[Exercise prompt]
Reproduce all of the entries below, changing "put a pin" to "place a marker" everywhere it appears and leaving everything else as it is. Omit the pictures from your answer.

[Listed entries]
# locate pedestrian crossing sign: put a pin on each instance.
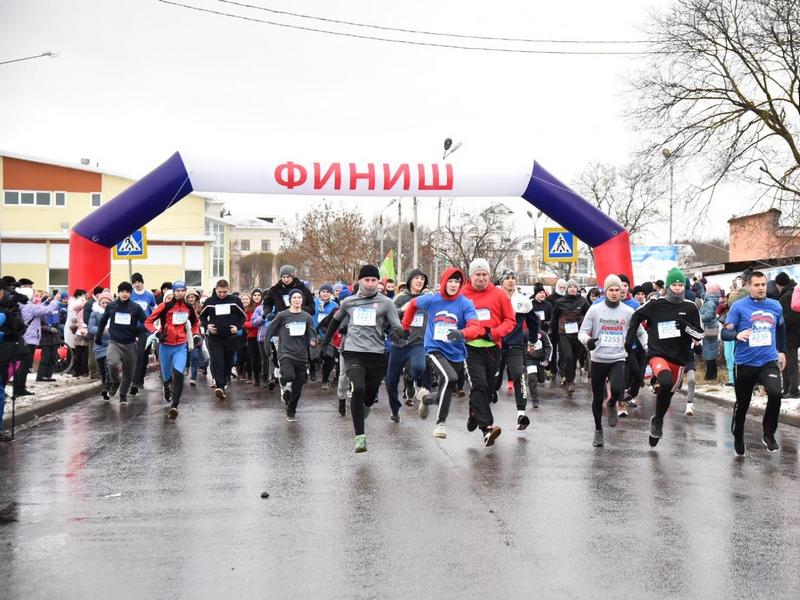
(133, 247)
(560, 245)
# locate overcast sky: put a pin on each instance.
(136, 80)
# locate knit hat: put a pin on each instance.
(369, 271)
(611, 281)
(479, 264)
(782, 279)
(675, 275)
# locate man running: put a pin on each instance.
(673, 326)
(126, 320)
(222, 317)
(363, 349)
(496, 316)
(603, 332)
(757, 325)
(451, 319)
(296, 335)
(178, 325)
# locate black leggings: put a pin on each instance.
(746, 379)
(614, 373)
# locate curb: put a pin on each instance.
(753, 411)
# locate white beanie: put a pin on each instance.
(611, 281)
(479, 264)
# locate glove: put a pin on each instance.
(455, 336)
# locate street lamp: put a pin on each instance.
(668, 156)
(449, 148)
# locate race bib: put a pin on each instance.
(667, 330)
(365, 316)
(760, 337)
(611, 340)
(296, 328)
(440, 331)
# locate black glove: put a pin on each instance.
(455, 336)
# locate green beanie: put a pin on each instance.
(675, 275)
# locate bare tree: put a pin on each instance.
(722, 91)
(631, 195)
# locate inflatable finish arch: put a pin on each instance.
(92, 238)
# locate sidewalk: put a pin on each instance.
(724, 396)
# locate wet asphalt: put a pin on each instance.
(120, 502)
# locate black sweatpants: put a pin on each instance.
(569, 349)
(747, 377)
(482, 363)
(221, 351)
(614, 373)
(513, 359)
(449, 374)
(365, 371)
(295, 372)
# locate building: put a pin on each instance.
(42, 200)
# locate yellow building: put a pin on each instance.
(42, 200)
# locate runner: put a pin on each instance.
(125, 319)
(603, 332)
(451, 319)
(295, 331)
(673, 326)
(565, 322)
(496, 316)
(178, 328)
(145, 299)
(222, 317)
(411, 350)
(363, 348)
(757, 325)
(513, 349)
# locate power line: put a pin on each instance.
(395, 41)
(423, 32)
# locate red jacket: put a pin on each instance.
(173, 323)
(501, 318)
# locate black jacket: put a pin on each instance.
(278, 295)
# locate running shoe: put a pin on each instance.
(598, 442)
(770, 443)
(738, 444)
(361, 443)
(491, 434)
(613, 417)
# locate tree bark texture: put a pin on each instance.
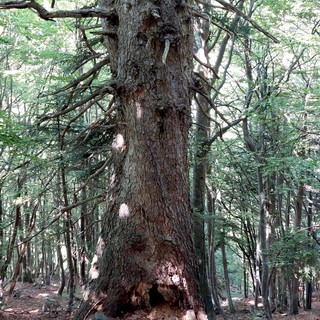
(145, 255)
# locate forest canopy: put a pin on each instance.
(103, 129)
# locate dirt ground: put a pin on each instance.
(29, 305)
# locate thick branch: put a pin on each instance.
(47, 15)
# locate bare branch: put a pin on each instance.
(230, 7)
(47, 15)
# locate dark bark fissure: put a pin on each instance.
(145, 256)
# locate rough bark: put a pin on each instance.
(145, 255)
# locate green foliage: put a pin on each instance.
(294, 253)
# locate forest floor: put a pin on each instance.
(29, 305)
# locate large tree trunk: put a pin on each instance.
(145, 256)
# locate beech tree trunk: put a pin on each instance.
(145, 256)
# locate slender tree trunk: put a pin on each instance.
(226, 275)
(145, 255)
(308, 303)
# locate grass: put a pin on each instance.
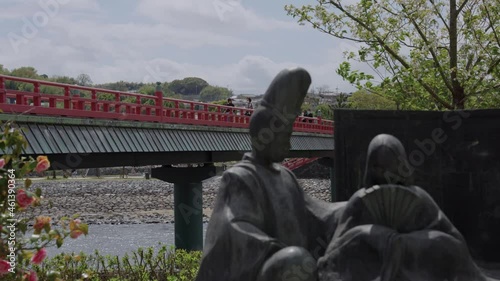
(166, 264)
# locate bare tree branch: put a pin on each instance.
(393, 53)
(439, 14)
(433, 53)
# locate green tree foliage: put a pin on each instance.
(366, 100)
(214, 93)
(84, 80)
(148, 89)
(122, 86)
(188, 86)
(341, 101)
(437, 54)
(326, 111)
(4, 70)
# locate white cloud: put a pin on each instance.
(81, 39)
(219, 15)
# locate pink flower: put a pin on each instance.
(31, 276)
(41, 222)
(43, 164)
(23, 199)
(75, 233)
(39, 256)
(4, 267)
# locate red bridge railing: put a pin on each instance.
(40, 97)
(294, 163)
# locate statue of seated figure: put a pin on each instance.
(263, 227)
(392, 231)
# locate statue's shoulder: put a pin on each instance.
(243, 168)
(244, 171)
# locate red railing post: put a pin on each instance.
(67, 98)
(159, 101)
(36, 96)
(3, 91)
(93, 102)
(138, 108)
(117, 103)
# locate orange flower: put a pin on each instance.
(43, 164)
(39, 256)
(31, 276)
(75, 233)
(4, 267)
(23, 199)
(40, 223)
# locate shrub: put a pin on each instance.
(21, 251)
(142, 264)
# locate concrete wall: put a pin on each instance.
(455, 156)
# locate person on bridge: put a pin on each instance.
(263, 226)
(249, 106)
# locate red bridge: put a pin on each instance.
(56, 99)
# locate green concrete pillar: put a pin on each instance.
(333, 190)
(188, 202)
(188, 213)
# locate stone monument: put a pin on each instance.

[Answer below]
# locate pedestrian crossing sign: place a marker on each instance.
(133, 247)
(560, 245)
# locate overcast sky: place a marker on each instance.
(136, 80)
# locate knit hat: place a marker on each instance.
(369, 271)
(611, 281)
(479, 264)
(782, 279)
(675, 275)
# locate man running: place a marker on each instance.
(673, 326)
(126, 320)
(222, 317)
(363, 349)
(496, 316)
(603, 332)
(757, 325)
(451, 319)
(296, 335)
(178, 325)
# locate black leggings: place a marker on each instance.
(746, 379)
(614, 373)
# locate curb: place a marker on each instance.
(753, 411)
# locate white beanie: place a marker on each instance.
(611, 281)
(479, 264)
# locate glove: place a marker on each instance.
(455, 336)
# locate street lamp: place a marker on each instance.
(668, 156)
(449, 148)
# locate race bib: place a marker on each instance.
(667, 330)
(365, 316)
(760, 337)
(611, 340)
(296, 328)
(440, 331)
# locate black glove: place a marker on each instance.
(455, 336)
# locate green beanie: place a marker on each instance.
(675, 275)
# locate bare tree: place a marker on each instance.
(722, 91)
(631, 195)
# locate inflatable finish arch: place a marker on each instance.
(92, 238)
# locate sidewalk: place a marker on each instance.
(724, 396)
# locate wet asphalt: place a marker on each instance.
(120, 502)
# locate black sweatpants: place a marker on each instance.
(569, 349)
(747, 377)
(482, 363)
(221, 351)
(614, 373)
(513, 359)
(449, 374)
(365, 371)
(295, 372)
# locate building: place a marker on each instance.
(42, 200)
# locate yellow building: place a marker on each instance.
(42, 200)
# locate runner: place a marker on each instance.
(125, 319)
(603, 332)
(451, 319)
(295, 331)
(673, 326)
(565, 322)
(496, 316)
(178, 328)
(145, 299)
(222, 317)
(411, 350)
(363, 348)
(757, 325)
(513, 349)
# locate power line: place a marker on each instance.
(395, 41)
(423, 32)
# locate red jacket: place a marker on each instance.
(173, 323)
(501, 318)
# locate black jacket: place a marker on each instance.
(278, 295)
# locate running shoe: place a marker on each instance.
(598, 442)
(770, 443)
(738, 444)
(361, 443)
(491, 434)
(613, 417)
# locate tree bark texture: place a marker on each instance.
(145, 255)
# locate forest canopy: place a marker on each instance.
(103, 129)
# locate dirt ground: place a marker on each instance.
(29, 305)
# locate thick branch: place a marker on each instance.
(47, 15)
# locate bare branch: place a marker on each instance.
(230, 7)
(47, 15)
# locate dark bark fissure: place a marker on each instance.
(145, 256)
# locate rough bark: place a marker on each instance.
(145, 255)
# locate green foliage: place a marker on each instance.
(294, 253)
# locate forest floor: place a marker on each instance.
(29, 305)
# locate large tree trunk: place a marker on each instance.
(145, 256)
# locate beech tree trunk: place a marker on each instance.
(145, 256)
# locate slender tree trunk: place a marker on each instance.
(226, 275)
(145, 255)
(308, 303)
# locate grass: place a marker on each instance.
(166, 264)
# locate bare tree branch: place a marker on each instance.
(393, 53)
(439, 14)
(433, 53)
# locate green tree foliage: place a marker on each instance.
(366, 100)
(214, 93)
(84, 80)
(148, 89)
(122, 86)
(188, 86)
(341, 101)
(437, 54)
(326, 111)
(4, 70)
# locate white cloud: place a marker on each instance.
(81, 39)
(219, 15)
# locate pink flower: place a marker on each instance.
(31, 276)
(41, 222)
(43, 164)
(23, 199)
(75, 233)
(39, 256)
(4, 267)
# locate red bridge railing: place a marker on each instance.
(40, 97)
(294, 163)
# locate statue of seated figure: place a marker on each instance.
(263, 227)
(392, 231)
# locate statue's shoulder: place a marker on each instance.
(243, 168)
(244, 171)
# locate red railing post: place a marker on each instance.
(67, 98)
(159, 101)
(36, 96)
(3, 91)
(93, 102)
(138, 108)
(117, 103)
# locate orange flower: place a marker on each instance.
(43, 164)
(39, 256)
(31, 276)
(75, 233)
(4, 267)
(23, 199)
(40, 223)
# locate shrub: place a marker on each instance.
(21, 251)
(142, 264)
# locate concrete wall: place a marker on each instance.
(455, 156)
# locate person on bridge: place a marker on each instance.
(263, 226)
(249, 106)
# locate red bridge: place a marker on each instance.
(56, 99)
# locate green concrete pillar: place a marker on each instance.
(333, 190)
(188, 202)
(188, 213)
# locate stone monument: place a marker on each instance.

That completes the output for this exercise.